* STORED DATA
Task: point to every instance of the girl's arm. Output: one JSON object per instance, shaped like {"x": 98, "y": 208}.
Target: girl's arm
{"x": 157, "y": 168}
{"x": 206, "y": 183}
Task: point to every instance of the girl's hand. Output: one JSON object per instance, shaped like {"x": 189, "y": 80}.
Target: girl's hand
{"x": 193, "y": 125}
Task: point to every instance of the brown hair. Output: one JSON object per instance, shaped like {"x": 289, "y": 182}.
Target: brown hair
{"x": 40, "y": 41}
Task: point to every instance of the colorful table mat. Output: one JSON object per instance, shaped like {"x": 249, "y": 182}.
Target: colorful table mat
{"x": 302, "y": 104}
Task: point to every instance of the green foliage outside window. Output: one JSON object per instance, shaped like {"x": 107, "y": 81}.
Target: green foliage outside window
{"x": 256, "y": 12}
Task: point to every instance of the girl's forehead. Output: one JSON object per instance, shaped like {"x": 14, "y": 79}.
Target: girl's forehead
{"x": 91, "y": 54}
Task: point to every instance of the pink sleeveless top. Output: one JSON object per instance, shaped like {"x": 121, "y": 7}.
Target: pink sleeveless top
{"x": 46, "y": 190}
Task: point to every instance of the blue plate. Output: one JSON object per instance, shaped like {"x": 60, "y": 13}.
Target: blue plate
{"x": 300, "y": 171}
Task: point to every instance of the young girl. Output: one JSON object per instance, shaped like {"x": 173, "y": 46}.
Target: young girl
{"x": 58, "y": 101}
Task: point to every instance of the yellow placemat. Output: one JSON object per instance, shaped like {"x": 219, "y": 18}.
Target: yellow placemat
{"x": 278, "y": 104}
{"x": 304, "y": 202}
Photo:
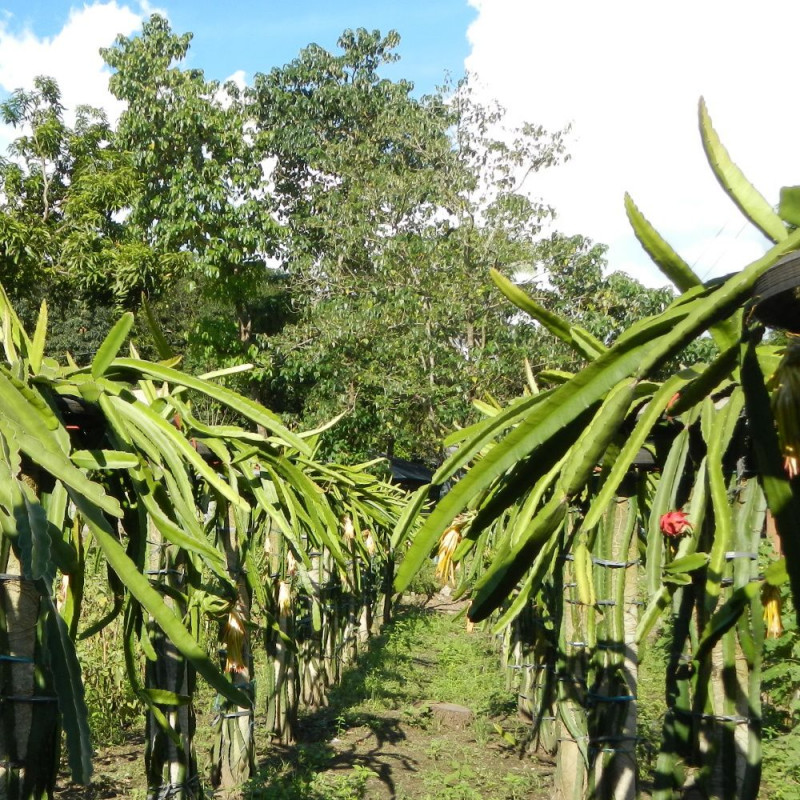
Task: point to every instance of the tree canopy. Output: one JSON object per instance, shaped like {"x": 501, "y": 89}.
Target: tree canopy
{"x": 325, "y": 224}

* * *

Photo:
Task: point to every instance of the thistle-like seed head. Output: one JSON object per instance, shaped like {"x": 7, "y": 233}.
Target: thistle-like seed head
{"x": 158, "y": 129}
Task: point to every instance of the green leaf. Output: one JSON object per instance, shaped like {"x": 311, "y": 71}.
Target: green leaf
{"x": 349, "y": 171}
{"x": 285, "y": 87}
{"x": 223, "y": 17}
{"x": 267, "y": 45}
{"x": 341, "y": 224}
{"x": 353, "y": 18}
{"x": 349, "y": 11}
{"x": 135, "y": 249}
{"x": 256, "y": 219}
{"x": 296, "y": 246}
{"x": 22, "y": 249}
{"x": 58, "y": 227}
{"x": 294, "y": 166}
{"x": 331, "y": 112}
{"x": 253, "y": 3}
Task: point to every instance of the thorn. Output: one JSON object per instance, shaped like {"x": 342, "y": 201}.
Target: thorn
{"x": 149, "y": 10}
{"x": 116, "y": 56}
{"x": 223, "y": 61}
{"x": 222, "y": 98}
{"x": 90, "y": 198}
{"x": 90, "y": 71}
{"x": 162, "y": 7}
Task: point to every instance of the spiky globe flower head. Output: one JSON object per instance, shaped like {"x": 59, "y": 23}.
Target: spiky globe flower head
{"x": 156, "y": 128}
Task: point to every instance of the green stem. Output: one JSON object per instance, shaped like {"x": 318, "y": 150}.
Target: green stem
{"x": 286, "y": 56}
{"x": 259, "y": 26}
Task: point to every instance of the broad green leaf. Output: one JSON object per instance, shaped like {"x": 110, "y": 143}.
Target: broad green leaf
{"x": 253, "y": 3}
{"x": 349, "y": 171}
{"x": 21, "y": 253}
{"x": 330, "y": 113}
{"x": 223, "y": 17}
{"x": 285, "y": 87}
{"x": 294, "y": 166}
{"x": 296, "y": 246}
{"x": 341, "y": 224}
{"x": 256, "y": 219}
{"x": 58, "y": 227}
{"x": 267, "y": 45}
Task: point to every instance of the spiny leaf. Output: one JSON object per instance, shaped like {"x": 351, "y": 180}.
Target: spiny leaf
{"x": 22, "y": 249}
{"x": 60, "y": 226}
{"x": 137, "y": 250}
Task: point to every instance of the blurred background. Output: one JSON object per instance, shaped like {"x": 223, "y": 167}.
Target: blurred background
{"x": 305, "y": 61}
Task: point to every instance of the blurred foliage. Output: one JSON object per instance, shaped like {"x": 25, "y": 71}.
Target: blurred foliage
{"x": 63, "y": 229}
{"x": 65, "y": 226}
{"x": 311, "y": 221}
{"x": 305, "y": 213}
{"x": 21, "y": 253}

* WHAT IS REQUIRED
Reprint exactly the lines above that start at the one with "Task: point to every instance of the thistle-like" and end at the one with "Task: point to every instance of the green leaf.", keeping both and adding none.

* OUTPUT FOR THIS EXERCISE
Task: point to every instance of the thistle-like seed head. Output: one JSON object per instance, shaped like {"x": 7, "y": 233}.
Target: thistle-like seed head
{"x": 158, "y": 129}
Task: point to every instance of the green leaf. Output: one JSON object per instance, shaped like {"x": 311, "y": 71}.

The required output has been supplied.